"""

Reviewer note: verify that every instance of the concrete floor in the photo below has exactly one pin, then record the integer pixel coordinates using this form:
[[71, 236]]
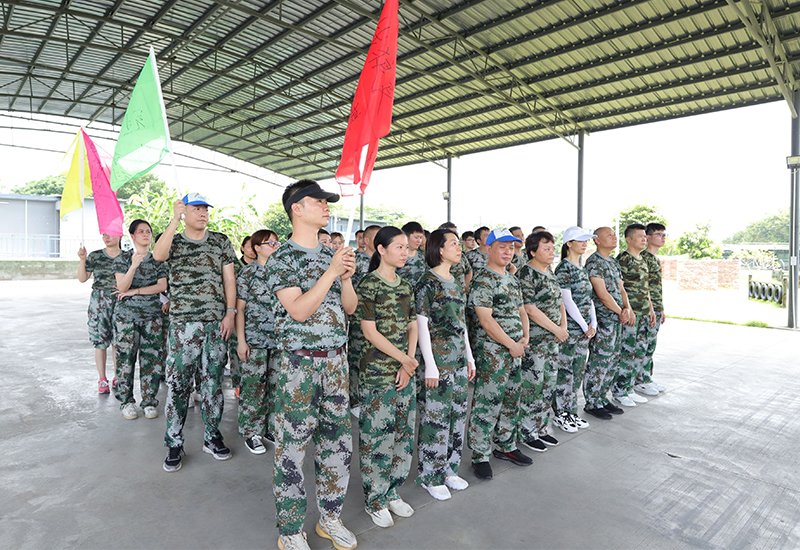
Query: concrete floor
[[712, 463]]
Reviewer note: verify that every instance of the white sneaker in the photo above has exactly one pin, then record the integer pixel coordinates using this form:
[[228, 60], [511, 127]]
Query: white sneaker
[[401, 508], [625, 400], [439, 492], [129, 411], [381, 518], [455, 482]]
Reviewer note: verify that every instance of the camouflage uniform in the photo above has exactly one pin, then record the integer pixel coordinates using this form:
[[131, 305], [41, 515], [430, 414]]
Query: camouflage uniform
[[634, 338], [657, 298], [495, 400], [139, 330], [197, 308], [603, 363], [102, 302], [571, 360], [311, 392], [251, 288], [443, 413], [541, 289]]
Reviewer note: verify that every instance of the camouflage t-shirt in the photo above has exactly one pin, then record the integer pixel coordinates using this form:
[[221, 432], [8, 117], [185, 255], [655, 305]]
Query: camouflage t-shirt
[[259, 325], [635, 275], [607, 269], [654, 280], [575, 279], [295, 266], [503, 295], [135, 309], [541, 289], [196, 290], [444, 304], [101, 266], [391, 307]]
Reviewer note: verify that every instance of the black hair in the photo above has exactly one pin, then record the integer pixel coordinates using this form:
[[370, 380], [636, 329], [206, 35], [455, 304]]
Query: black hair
[[384, 238], [433, 250], [532, 241]]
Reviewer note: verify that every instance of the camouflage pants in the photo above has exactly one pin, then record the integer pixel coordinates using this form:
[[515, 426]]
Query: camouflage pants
[[194, 347], [253, 393], [570, 364], [144, 339], [386, 447], [631, 356], [536, 395], [495, 401], [601, 368], [311, 405], [443, 417], [101, 318]]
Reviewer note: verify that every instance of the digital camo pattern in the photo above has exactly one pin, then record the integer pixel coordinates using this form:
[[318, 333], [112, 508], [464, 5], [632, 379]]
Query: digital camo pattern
[[601, 368], [144, 339], [541, 289], [194, 347], [139, 308], [101, 266], [259, 317], [253, 393], [386, 441], [101, 318], [391, 307], [495, 402], [195, 277], [654, 280], [311, 404], [536, 396], [635, 275], [294, 266], [607, 269], [575, 279], [443, 418], [570, 364], [632, 356]]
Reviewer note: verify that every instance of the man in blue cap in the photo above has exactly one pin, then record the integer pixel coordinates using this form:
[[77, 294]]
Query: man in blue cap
[[202, 311]]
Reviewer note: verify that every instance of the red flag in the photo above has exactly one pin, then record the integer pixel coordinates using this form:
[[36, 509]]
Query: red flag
[[371, 114]]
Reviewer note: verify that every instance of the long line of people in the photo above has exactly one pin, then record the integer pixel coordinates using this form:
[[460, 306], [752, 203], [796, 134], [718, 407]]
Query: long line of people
[[318, 332]]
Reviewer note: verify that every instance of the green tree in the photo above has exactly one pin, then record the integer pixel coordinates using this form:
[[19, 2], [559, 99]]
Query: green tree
[[698, 244]]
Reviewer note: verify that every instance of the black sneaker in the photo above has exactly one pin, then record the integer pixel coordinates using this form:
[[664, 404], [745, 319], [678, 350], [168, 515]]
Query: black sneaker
[[173, 461], [514, 456], [217, 448], [482, 469], [599, 412]]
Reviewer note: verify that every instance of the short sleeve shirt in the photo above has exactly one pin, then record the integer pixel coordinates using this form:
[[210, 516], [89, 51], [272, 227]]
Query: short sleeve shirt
[[654, 280], [607, 269], [259, 324], [503, 295], [295, 266], [135, 309], [635, 275], [391, 307], [101, 266], [443, 302], [575, 279], [541, 289]]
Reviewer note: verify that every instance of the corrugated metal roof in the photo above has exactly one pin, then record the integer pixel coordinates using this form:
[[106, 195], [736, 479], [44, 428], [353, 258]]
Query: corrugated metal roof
[[271, 82]]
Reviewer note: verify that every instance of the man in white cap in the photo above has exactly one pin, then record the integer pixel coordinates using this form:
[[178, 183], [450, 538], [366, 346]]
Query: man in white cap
[[202, 311]]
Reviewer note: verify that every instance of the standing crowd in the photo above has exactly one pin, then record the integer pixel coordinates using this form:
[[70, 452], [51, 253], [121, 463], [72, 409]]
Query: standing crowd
[[315, 332]]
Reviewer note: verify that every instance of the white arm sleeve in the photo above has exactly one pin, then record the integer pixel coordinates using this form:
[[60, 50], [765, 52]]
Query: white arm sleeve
[[425, 347], [572, 309]]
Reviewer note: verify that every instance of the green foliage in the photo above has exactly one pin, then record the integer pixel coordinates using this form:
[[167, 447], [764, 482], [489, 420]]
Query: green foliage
[[698, 244], [772, 229]]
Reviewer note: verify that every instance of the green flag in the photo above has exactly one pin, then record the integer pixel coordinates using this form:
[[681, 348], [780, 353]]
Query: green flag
[[144, 137]]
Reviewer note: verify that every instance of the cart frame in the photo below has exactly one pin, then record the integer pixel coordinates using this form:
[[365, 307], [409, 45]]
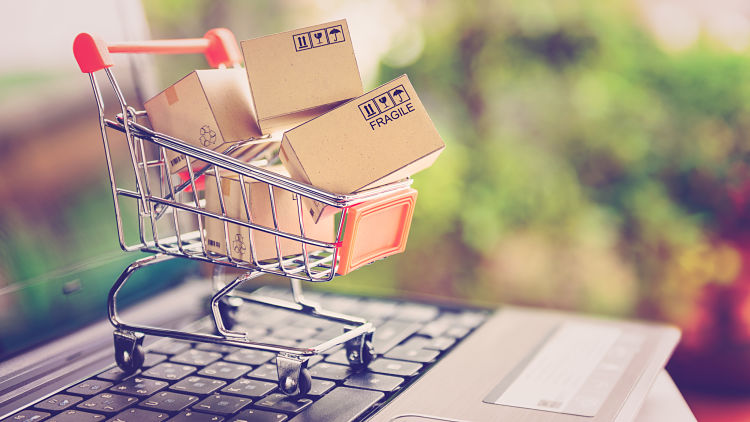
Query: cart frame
[[157, 198]]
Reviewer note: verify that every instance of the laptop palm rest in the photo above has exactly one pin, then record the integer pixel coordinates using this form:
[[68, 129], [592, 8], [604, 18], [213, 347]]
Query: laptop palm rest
[[538, 365]]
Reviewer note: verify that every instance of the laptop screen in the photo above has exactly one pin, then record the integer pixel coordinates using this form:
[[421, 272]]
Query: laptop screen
[[59, 252]]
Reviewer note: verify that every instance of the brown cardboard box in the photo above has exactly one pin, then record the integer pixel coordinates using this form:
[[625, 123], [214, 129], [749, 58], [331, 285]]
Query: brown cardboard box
[[297, 75], [260, 211], [378, 138], [207, 108]]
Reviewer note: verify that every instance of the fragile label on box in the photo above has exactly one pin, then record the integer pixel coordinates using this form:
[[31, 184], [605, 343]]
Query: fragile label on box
[[381, 137]]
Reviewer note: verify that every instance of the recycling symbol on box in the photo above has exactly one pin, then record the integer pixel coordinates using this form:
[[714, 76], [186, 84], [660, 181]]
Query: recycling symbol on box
[[238, 245], [208, 136]]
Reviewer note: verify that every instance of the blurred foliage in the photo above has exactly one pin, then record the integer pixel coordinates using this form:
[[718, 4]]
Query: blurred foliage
[[586, 168]]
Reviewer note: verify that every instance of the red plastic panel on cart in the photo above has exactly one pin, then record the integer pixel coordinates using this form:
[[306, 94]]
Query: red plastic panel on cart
[[376, 229]]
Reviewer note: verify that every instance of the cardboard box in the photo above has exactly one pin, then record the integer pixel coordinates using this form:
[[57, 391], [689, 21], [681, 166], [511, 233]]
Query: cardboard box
[[297, 75], [207, 108], [378, 138], [260, 211]]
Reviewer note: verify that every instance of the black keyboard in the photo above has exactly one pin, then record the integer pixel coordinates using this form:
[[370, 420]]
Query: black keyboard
[[183, 381]]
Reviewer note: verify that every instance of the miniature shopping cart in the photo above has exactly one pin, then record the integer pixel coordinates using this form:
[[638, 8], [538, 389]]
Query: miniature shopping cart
[[170, 212]]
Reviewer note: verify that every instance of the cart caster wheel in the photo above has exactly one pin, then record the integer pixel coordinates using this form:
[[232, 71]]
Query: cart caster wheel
[[129, 353], [360, 354], [289, 387]]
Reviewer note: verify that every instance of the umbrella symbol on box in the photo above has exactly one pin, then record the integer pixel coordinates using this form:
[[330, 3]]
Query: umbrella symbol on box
[[397, 92], [207, 136], [238, 244], [335, 33]]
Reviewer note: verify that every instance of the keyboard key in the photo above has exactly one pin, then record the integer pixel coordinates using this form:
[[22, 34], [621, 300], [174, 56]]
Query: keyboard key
[[292, 332], [330, 371], [265, 372], [169, 371], [107, 403], [342, 304], [372, 381], [255, 415], [416, 312], [190, 416], [89, 387], [391, 333], [282, 403], [457, 332], [139, 415], [377, 309], [250, 357], [138, 386], [394, 367], [437, 327], [440, 343], [470, 319], [168, 401], [250, 388], [320, 387], [76, 416], [413, 355], [198, 385], [196, 357], [225, 370], [27, 415], [113, 374], [338, 357], [309, 321], [343, 404], [169, 347], [222, 404], [58, 402], [152, 359]]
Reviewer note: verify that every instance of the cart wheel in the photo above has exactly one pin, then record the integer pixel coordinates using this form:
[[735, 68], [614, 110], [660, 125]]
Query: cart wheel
[[228, 307], [360, 355], [129, 353], [305, 384]]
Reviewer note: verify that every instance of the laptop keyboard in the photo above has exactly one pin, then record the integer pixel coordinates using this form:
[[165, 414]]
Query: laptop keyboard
[[195, 382]]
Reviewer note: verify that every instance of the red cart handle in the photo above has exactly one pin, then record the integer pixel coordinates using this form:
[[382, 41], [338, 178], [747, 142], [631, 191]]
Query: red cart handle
[[218, 45]]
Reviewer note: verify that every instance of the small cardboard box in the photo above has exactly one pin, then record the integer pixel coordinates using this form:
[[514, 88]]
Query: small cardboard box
[[297, 75], [207, 108], [259, 200], [378, 138]]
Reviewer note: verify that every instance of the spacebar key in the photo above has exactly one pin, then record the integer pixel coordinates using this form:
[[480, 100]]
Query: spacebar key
[[342, 404]]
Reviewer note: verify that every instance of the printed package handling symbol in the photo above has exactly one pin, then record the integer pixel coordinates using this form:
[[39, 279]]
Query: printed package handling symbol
[[195, 176]]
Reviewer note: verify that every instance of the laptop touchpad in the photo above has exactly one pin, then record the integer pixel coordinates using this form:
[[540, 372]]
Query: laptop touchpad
[[573, 370]]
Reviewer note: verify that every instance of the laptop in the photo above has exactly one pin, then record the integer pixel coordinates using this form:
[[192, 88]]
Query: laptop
[[434, 362]]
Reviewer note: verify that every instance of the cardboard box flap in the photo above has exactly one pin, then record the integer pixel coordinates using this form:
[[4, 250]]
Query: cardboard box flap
[[190, 123], [357, 145], [229, 97], [300, 70]]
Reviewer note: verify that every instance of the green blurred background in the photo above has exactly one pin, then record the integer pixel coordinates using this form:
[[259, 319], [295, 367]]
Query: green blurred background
[[597, 159]]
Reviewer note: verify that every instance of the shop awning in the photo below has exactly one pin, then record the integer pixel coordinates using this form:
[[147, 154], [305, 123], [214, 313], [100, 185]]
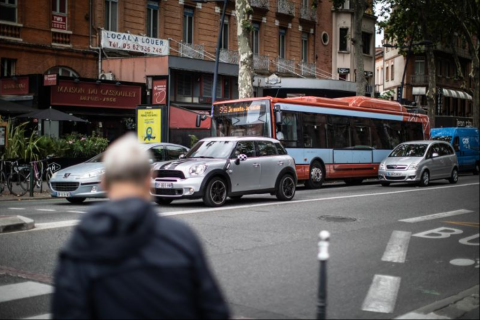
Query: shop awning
[[7, 107], [456, 94]]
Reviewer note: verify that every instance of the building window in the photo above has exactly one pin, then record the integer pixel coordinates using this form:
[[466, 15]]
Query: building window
[[256, 38], [63, 72], [8, 10], [152, 19], [282, 43], [367, 41], [8, 67], [343, 40], [305, 47], [111, 15], [225, 35], [59, 6], [188, 25]]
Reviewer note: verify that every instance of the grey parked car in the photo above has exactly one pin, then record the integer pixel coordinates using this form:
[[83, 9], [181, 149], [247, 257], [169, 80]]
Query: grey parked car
[[420, 162], [82, 181], [218, 168]]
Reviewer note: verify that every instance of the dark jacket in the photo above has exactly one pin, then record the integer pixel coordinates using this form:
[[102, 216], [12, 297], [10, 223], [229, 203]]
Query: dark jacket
[[126, 262]]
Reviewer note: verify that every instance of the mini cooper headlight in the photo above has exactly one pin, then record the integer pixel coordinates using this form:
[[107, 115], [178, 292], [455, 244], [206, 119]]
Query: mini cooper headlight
[[198, 170], [93, 174]]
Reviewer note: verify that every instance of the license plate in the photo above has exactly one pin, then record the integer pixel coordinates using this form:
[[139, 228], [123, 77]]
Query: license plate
[[394, 174], [163, 185], [63, 194]]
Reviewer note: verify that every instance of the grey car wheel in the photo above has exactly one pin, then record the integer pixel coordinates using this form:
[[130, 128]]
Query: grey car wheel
[[216, 193], [425, 180]]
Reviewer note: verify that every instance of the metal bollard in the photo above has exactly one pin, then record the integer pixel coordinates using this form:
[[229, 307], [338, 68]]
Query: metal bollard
[[323, 256], [31, 180]]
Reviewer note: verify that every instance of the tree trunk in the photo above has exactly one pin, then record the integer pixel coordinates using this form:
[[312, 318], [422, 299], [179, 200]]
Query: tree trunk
[[432, 86], [244, 26], [359, 10]]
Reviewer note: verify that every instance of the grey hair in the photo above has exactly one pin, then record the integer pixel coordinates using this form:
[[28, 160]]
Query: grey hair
[[126, 161]]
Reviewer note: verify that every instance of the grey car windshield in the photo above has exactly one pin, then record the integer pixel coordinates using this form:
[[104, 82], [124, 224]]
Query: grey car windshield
[[243, 119], [409, 150], [211, 150]]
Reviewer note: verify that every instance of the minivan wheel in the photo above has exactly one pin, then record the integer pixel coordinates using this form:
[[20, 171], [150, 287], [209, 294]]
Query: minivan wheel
[[76, 200], [454, 178], [425, 181], [163, 201], [316, 176], [216, 193], [286, 188]]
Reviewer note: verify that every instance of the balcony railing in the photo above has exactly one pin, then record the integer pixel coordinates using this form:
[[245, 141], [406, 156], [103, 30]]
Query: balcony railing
[[308, 13], [229, 56], [261, 63], [286, 7], [261, 4], [308, 69], [61, 38], [193, 51], [285, 66], [10, 30]]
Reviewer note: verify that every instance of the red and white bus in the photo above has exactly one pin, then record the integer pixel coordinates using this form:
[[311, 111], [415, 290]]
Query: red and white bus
[[345, 138]]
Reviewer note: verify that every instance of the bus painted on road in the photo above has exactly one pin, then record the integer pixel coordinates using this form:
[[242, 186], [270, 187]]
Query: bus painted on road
[[344, 138]]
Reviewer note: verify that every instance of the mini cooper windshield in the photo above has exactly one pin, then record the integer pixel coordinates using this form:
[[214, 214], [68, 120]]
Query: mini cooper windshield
[[409, 150], [212, 150]]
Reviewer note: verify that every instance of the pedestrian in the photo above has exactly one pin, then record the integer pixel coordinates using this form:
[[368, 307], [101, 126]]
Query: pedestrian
[[125, 262]]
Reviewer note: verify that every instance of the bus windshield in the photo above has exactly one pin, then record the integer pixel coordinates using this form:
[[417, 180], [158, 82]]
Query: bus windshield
[[243, 119]]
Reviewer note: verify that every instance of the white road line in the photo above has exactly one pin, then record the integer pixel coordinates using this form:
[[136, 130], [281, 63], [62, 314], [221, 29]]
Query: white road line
[[436, 216], [397, 247], [23, 290], [42, 317], [382, 296], [166, 214]]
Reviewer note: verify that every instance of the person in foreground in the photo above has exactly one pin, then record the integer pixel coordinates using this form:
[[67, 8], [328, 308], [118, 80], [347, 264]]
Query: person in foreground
[[126, 262]]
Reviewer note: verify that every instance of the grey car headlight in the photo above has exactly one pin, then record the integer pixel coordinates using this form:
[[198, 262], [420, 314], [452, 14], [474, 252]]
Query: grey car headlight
[[198, 170], [93, 174]]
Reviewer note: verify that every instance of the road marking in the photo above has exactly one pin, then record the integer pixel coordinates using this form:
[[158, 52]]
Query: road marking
[[178, 213], [23, 290], [436, 216], [397, 247], [382, 296], [42, 317]]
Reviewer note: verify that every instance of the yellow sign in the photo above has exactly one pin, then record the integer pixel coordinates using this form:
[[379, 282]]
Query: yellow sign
[[149, 128]]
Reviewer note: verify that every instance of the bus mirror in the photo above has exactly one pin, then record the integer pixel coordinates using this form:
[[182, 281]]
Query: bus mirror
[[199, 121], [278, 117]]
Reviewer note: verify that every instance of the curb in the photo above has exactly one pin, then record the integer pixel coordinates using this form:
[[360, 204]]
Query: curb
[[15, 223], [450, 308]]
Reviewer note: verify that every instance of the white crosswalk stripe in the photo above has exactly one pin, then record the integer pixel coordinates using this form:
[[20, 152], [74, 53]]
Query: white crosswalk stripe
[[24, 291]]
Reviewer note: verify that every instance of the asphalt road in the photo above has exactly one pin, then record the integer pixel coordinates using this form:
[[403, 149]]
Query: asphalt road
[[264, 252]]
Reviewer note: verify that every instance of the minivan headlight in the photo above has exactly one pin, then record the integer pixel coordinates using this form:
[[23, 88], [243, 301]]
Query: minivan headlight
[[198, 170]]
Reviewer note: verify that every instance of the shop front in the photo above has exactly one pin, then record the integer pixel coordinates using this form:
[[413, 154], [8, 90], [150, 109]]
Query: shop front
[[109, 107]]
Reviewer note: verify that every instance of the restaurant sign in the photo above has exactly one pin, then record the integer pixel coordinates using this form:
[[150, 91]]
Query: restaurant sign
[[130, 42], [90, 94], [14, 86]]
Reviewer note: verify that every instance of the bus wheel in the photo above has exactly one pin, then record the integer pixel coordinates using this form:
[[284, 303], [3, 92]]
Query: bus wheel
[[316, 176]]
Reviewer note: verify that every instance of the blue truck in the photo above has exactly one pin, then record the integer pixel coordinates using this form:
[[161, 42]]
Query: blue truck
[[465, 141]]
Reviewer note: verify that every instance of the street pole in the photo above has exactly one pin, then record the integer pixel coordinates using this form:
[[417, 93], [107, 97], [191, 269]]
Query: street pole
[[323, 256], [217, 56]]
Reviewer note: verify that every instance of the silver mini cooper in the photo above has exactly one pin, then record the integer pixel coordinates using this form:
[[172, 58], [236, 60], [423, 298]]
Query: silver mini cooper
[[420, 162], [218, 168]]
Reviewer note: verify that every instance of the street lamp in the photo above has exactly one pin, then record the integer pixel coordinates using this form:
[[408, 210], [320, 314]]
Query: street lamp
[[219, 43], [426, 43]]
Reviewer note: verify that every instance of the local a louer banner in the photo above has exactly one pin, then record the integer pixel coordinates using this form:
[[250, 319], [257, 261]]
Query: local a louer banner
[[130, 42]]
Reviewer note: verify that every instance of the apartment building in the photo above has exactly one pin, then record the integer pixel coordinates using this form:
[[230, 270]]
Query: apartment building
[[454, 105]]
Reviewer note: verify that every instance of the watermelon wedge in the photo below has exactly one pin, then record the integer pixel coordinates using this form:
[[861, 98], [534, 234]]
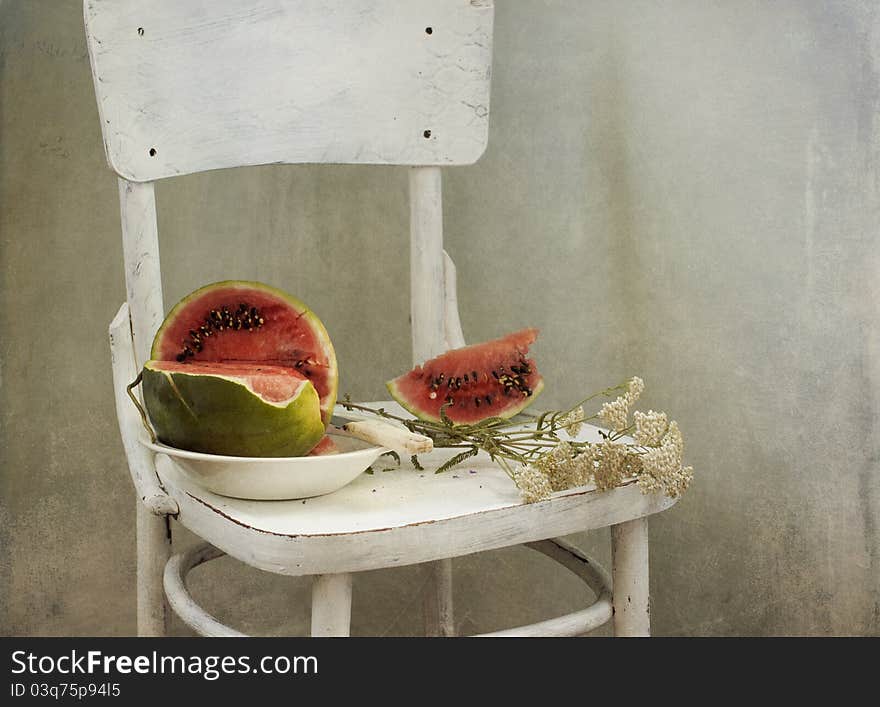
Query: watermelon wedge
[[492, 379], [249, 410], [250, 323]]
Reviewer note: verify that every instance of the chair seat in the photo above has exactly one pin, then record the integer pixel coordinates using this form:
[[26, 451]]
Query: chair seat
[[398, 516]]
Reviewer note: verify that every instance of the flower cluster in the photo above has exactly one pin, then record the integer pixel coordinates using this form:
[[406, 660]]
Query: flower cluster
[[616, 413], [540, 461], [653, 457]]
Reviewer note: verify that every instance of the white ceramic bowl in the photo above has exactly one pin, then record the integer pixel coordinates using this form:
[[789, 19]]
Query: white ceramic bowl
[[275, 478]]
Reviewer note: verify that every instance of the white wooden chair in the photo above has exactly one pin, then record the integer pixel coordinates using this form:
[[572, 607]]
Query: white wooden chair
[[187, 87]]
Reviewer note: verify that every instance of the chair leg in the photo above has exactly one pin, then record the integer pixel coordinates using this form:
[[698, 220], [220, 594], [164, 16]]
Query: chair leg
[[629, 569], [153, 551], [439, 618], [331, 605]]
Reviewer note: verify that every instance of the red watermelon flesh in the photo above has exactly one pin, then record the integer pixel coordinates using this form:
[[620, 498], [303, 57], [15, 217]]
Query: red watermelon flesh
[[244, 323], [272, 383], [492, 379]]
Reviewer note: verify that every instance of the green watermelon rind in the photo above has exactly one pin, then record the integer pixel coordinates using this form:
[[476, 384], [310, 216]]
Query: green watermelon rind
[[507, 413], [216, 414], [306, 313]]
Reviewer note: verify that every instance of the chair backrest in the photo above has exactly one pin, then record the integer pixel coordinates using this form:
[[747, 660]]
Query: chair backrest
[[188, 86]]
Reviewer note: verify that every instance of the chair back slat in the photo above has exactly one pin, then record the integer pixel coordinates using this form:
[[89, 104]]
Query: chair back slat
[[185, 87], [140, 249]]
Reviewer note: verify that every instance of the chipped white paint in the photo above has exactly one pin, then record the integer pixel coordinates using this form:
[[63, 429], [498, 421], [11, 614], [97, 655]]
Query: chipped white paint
[[402, 517], [331, 605], [140, 460], [331, 596], [452, 320], [629, 549], [153, 536], [140, 248], [432, 323], [185, 87], [427, 298]]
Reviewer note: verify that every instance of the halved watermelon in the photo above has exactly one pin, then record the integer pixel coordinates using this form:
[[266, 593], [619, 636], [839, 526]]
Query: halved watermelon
[[247, 323], [492, 379], [249, 410]]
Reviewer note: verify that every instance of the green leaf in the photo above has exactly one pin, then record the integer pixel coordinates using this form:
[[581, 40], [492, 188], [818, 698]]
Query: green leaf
[[457, 459]]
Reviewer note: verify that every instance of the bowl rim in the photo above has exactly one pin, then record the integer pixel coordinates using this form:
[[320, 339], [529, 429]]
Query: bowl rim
[[203, 456]]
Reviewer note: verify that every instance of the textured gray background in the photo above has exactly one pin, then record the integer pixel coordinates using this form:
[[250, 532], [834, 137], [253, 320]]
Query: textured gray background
[[683, 190]]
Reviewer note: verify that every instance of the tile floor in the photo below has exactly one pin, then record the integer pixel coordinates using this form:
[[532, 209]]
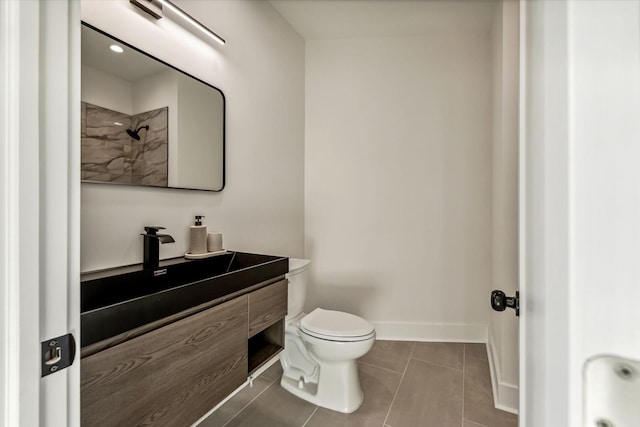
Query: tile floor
[[408, 384]]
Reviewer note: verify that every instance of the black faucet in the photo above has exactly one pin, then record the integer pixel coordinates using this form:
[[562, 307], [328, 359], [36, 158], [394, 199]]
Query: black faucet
[[152, 242]]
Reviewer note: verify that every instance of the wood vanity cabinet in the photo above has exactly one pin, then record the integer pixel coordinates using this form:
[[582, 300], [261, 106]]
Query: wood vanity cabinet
[[174, 375], [267, 309]]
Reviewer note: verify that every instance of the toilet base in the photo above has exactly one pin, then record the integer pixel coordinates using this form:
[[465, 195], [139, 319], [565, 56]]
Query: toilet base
[[338, 387]]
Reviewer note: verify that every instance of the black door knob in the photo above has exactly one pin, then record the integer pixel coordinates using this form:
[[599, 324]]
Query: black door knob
[[500, 302]]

"""

◆ **Prompt**
Could you turn the lines into a Markdown table with the columns Entry and Text, beginning at the line with "Reviewer note: verify that every instance of the white ceramic" and ending at the line with "[[187, 87]]", both included? Number each row and leave out any blank lines.

◆ **Completed task**
| Entry | Text |
|---|---|
| 1 | Reviewer note: verify that every instance of the white ceramic bowl in the photo above has exactly one pin, then record the integer pixel coordinates using this form: |
| 2 | [[789, 19]] |
| 3 | Query: white ceramic bowl |
| 4 | [[275, 478]] |
| 5 | Reviewer note: verify that every instance of the white wooden chair in the photo above has exactly one pin, then record the integer pixel coordinates using this form: |
| 6 | [[572, 607]] |
| 7 | Query: white wooden chair |
| 8 | [[187, 87]] |